***** Excerto do documento *****
2. Por despacho da senhora notária de 19.04.2021, foi nomeada cabeça-de-casal a interessada EE, que foi citada na sua própria pessoa e constituiu mandatário nos autos;
3. Por despacho da senhora notária de 20.01.2022, foi a referida EE removida do cargo de cabeça-de-casal e nomeada, em sua substituição, a interessada e requerente do inventário DD;
4. Em 25.01.2022, a cabeça-de-casal juntou a relação de bens, que não foi objecto de qualquer reclamação;
5. Por despacho da senhora notária de 22.09.2022, notificado às partes, foi designada data para a realização da conferência de interessados, nos seguintes termos:
«(…) designa-se o dia 03 de novembro de 2022 pelas 14:30 horas para a realização da conferência de interessados
Notifiquem-se os interessados para comparência pessoal no dia referido, podendo fazer-se representar por mandatário com poderes especiais ou confiar o mandato a qualquer outro interessado, sob pena de lhes ser aplicável a multa prevista no artigo 28º da Portaria 278/2013 na redação dada pela Portaria 46/2015 de 23 de fevereiro.
*****
§ Enunciado
Prossiga a redação do excerto sobre o processo de inventário notarial, começando imediatamente a seguir à última frase apresentada.
***** Secção de dados *****
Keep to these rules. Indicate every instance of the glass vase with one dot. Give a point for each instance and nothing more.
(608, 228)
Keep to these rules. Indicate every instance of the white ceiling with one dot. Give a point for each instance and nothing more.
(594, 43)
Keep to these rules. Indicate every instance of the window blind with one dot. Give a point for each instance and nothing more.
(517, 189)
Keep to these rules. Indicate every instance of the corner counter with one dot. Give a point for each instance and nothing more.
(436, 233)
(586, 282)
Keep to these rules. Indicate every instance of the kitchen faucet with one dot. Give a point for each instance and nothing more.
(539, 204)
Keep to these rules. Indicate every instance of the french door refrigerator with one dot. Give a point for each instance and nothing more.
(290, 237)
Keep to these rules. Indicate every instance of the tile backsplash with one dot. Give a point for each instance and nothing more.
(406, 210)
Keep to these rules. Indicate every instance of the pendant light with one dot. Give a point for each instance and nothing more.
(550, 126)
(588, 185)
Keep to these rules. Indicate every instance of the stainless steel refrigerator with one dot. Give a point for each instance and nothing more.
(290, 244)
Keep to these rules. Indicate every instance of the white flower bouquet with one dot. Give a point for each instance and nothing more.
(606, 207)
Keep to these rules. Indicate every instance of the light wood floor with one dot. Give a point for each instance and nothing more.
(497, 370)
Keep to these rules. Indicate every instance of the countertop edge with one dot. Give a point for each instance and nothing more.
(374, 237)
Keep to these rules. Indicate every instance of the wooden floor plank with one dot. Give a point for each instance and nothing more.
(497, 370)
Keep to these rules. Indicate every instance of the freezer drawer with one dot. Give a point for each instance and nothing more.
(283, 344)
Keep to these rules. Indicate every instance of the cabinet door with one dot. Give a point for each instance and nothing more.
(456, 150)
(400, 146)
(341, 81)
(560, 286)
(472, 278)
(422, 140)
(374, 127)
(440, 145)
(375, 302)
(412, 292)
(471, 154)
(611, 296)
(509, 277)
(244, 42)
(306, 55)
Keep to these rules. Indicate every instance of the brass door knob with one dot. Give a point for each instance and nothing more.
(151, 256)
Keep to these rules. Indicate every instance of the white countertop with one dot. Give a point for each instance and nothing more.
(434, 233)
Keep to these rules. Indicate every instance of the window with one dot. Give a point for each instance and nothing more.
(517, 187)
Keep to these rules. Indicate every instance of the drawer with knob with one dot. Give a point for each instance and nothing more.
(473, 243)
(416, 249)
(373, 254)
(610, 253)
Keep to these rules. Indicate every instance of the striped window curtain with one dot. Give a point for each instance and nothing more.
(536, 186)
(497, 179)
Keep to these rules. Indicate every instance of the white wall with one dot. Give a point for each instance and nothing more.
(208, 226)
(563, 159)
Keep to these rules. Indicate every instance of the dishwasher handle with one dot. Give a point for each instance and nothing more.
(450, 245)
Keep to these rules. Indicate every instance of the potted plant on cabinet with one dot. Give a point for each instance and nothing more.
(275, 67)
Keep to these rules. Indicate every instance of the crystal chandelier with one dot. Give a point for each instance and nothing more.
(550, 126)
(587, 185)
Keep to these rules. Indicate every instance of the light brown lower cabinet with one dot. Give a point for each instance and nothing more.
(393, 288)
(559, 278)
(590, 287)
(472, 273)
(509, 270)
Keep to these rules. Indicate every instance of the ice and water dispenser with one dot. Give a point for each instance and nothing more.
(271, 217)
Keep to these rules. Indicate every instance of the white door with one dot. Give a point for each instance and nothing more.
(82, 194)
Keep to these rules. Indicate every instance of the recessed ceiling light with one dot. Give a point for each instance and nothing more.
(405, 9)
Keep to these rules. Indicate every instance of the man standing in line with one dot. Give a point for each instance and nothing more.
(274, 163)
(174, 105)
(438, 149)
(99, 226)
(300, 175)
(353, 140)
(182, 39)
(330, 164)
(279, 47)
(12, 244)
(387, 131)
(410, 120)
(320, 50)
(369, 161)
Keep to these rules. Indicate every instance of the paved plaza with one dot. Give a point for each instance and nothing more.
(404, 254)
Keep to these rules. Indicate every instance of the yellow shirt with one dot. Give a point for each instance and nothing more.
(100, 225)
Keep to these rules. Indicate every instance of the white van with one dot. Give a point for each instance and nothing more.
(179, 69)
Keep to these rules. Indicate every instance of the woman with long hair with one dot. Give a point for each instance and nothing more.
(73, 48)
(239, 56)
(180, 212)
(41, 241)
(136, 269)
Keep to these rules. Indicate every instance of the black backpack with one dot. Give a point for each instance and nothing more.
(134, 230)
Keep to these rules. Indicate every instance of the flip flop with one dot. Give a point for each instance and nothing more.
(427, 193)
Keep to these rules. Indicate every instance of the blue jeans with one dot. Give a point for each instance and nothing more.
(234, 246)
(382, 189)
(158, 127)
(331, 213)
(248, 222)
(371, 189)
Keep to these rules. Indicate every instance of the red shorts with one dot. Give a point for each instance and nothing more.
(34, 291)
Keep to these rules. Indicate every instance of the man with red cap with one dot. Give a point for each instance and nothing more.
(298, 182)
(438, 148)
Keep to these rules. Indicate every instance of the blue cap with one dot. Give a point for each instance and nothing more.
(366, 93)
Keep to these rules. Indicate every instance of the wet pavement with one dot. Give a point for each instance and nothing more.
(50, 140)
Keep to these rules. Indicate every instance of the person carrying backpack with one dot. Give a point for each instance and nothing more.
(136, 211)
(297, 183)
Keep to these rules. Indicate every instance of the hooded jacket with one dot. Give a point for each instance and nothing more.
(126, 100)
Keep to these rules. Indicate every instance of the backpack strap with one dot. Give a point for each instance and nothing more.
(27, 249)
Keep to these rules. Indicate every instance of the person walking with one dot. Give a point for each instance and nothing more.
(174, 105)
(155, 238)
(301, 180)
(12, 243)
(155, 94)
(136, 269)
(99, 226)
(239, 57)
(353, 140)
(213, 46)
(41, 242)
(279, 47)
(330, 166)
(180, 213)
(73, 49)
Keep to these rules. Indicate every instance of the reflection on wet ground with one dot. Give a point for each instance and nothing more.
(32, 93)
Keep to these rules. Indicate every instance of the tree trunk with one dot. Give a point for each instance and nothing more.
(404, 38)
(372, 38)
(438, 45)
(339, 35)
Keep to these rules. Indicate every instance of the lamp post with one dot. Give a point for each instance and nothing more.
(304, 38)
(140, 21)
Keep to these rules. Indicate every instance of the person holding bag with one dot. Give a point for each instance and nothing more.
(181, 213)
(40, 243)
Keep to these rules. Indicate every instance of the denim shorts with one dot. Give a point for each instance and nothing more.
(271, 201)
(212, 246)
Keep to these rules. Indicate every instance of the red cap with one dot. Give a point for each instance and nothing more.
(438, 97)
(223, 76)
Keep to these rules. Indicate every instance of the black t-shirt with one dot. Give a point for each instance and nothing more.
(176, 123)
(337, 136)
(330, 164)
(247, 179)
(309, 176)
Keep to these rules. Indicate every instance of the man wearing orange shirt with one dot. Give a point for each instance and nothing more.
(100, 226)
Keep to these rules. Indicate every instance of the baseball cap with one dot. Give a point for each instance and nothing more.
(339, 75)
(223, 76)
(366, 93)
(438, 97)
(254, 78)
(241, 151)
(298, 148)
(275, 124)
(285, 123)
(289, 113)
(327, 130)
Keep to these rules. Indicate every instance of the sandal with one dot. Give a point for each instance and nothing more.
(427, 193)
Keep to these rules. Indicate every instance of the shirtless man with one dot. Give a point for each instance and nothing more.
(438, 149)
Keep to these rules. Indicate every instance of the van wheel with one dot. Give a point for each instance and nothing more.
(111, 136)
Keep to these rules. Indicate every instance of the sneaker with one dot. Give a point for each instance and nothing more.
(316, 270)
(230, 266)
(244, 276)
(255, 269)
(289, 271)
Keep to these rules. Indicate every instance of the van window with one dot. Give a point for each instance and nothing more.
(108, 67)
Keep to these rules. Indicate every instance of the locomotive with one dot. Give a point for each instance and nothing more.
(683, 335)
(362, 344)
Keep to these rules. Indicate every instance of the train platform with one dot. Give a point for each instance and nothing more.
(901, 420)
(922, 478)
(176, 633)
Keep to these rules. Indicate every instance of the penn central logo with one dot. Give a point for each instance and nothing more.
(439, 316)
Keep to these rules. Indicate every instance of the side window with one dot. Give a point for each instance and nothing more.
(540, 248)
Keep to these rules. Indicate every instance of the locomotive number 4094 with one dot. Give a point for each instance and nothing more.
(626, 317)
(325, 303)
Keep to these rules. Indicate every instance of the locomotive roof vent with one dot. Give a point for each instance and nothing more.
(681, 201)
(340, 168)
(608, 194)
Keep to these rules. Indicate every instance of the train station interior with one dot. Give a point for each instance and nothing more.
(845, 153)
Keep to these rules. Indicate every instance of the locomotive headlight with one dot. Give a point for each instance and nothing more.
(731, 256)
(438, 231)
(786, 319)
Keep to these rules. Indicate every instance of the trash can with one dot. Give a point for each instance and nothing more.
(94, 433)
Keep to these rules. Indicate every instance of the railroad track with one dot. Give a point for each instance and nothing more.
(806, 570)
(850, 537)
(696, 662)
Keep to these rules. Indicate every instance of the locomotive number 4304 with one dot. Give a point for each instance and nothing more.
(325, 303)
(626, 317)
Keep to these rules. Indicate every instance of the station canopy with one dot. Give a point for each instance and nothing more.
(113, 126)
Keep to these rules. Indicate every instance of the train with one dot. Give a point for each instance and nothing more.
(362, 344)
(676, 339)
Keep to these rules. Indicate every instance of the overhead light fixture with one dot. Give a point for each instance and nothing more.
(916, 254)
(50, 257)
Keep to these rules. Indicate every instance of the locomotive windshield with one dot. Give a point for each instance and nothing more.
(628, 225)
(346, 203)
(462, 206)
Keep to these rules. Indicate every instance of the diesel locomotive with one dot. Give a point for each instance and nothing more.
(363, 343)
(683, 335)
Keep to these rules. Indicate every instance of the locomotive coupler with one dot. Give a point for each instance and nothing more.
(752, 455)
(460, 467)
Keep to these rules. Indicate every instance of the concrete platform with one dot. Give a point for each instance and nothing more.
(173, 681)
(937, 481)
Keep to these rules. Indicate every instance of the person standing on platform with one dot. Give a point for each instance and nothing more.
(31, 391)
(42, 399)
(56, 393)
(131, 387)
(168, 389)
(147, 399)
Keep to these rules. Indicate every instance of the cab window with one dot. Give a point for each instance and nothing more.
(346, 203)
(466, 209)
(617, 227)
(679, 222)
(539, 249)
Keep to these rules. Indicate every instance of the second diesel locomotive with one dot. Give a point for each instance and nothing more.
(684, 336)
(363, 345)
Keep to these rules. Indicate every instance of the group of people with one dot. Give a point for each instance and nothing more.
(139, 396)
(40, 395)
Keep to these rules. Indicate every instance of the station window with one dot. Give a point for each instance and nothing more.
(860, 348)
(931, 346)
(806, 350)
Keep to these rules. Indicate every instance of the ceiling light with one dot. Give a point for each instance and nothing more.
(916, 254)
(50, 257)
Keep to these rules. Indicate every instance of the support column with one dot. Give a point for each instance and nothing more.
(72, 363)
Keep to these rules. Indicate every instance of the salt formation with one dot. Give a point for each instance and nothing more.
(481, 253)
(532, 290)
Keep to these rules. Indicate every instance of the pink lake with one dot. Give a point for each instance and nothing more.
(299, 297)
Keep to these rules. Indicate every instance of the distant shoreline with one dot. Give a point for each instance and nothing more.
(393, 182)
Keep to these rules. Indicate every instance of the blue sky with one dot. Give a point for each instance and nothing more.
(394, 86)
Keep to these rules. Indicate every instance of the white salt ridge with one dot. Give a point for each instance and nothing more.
*****
§ Resultado do exercício
Notifiquem-se igualmente para comparência pessoal, e com a mesma cominação, os respetivos cônjuges dos interessados, salvo se o regime de casamento que entre eles vigore for o da separação de bens, caso em que apenas será necessária a presença se, de entre os bens a partilhar, constar a casa de morada de família respetiva.
A conferência destina-se a deliberar sobre:
a) A composição total ou parcial dos quinhões dos interessados e o valor porque devem ser adjudicados os bens que os integram; a indicação dos bens que devem ser objeto de sorteio; e o eventual acordo na venda de bens da herança e na distribuição do produto da alienação pelos interessados ou, não havendo deliberação sobre estas matérias, deliberar sobre quaisquer questões cuja resolução possa influir na partilha.
b) A aprovação do passivo da herança e forma de cumprimento dos legados.
c) Os pedidos de adjudicação de bens indivisíveis; e, eventualmente
d) Quaisquer questões cuja resolução possa influir na partilha.
Notifiquem-se os interessados com a advertência de que:
a) A conferência pode ser adiada, por determinação do notário ou a pedido de qualquer interessado, por uma só vez, se faltar algum dos convocados e houver razões para considerar viável o acordo sobre a composição dos quinhões.
b) A deliberação dos interessados presentes, relativa a questões cuja resolução possa influir na partilha, vincula os demais que, devidamente notificados, não tenham comparecido na conferência.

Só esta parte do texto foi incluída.